- [Exercise] Swap "pixel position" for "image coordinate" everywhere it occurs in the lines below and change nothing else. Leave the pictures out of your reply.

(Location labeling records)
###
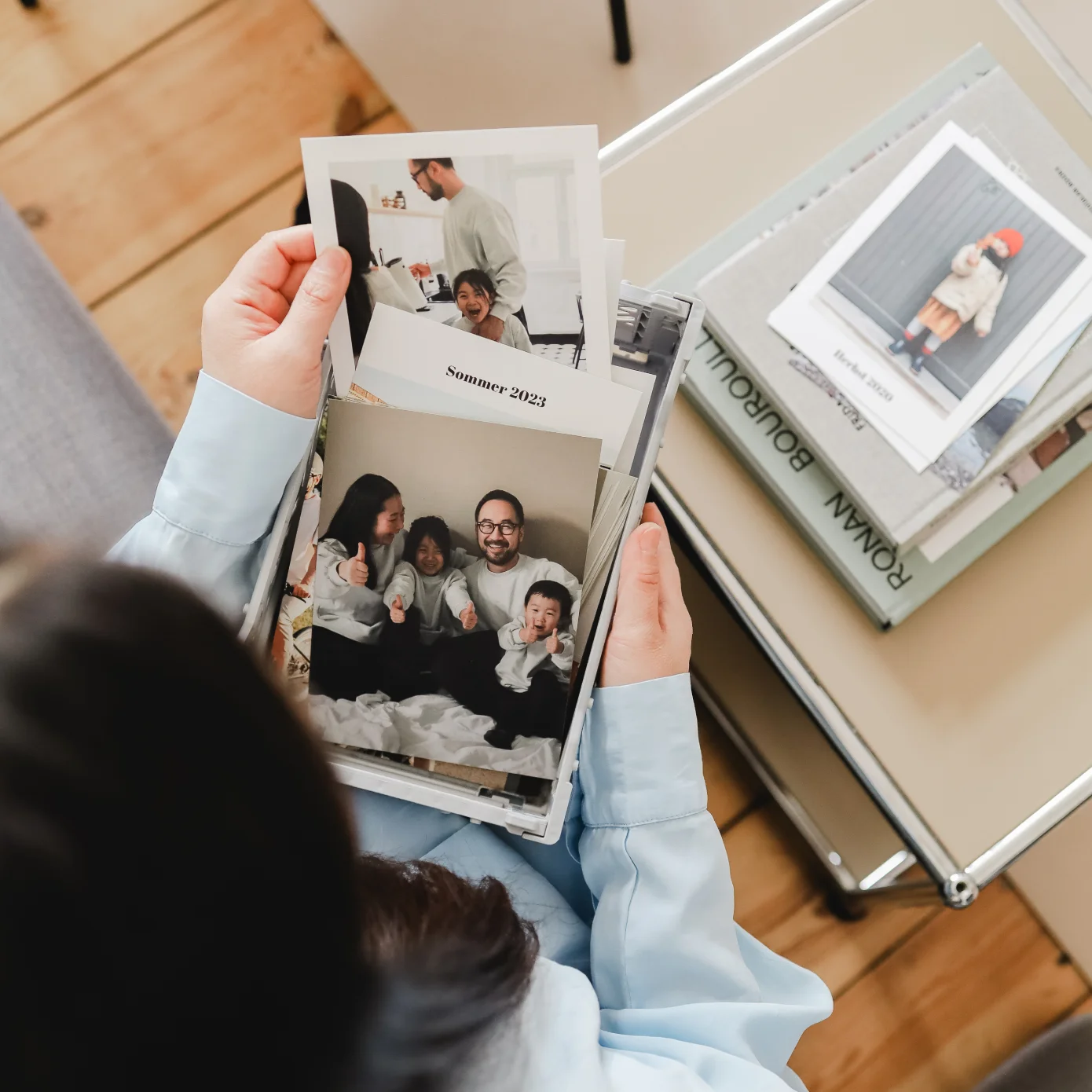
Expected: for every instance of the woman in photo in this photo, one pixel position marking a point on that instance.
(427, 601)
(370, 284)
(972, 291)
(475, 295)
(356, 560)
(191, 900)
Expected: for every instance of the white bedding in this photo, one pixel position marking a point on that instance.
(429, 727)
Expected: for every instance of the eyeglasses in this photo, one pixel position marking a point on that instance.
(506, 528)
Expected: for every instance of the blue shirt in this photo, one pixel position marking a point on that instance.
(644, 980)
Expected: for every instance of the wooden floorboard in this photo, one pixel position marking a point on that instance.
(152, 145)
(947, 1007)
(165, 355)
(177, 139)
(52, 53)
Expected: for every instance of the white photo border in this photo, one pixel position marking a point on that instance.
(923, 431)
(580, 143)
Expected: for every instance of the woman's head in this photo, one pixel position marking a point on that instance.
(370, 512)
(428, 545)
(350, 218)
(474, 294)
(179, 900)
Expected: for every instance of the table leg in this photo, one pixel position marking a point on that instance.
(619, 23)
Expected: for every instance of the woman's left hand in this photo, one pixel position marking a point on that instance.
(651, 632)
(262, 329)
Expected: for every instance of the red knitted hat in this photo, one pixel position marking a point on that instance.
(1011, 238)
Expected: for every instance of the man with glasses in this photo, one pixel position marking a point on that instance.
###
- [Answer to this exercise]
Expected: for every instance of the woman in photo in this photo, one image coordinate marking a point on that instance.
(427, 601)
(370, 284)
(972, 291)
(475, 295)
(356, 560)
(191, 900)
Expected: for every instance of the white bedding in this photo, one image coordinate marking a point on that instance.
(429, 727)
Expected: for every instance of the eyeglasses in this photo, one image coordinate marking a point on that instance.
(506, 528)
Expected: for every instance of the blue shirt in this photo, one image coordinate marking a point on that instance.
(644, 980)
Expected: for every instance of the wooden floorboard in this photo, one image coordinate marking a point on that instance.
(152, 145)
(947, 1007)
(165, 355)
(177, 139)
(52, 53)
Expected: for every instance of the white photo border in this photo, one image coordinate marking a point on that instance.
(923, 431)
(580, 143)
Expected: for every instance of the woman's head in this photo, one image coordinate marking a point on that instance.
(370, 512)
(428, 545)
(350, 218)
(474, 294)
(179, 900)
Expected: for every instance of the table leg in this photo, one image coordinate marking a point on that instance.
(619, 23)
Expected: for every instance of the woman's left hand in this photo, one image coordinate marking a point on that instance.
(651, 632)
(262, 329)
Expected: for every instance of the red knitted hat in this photo, one image coordinate marking a point on that instance.
(1011, 238)
Expected: for every instance of the man with glasses in this photo, one image coordinate marking a point on that instance.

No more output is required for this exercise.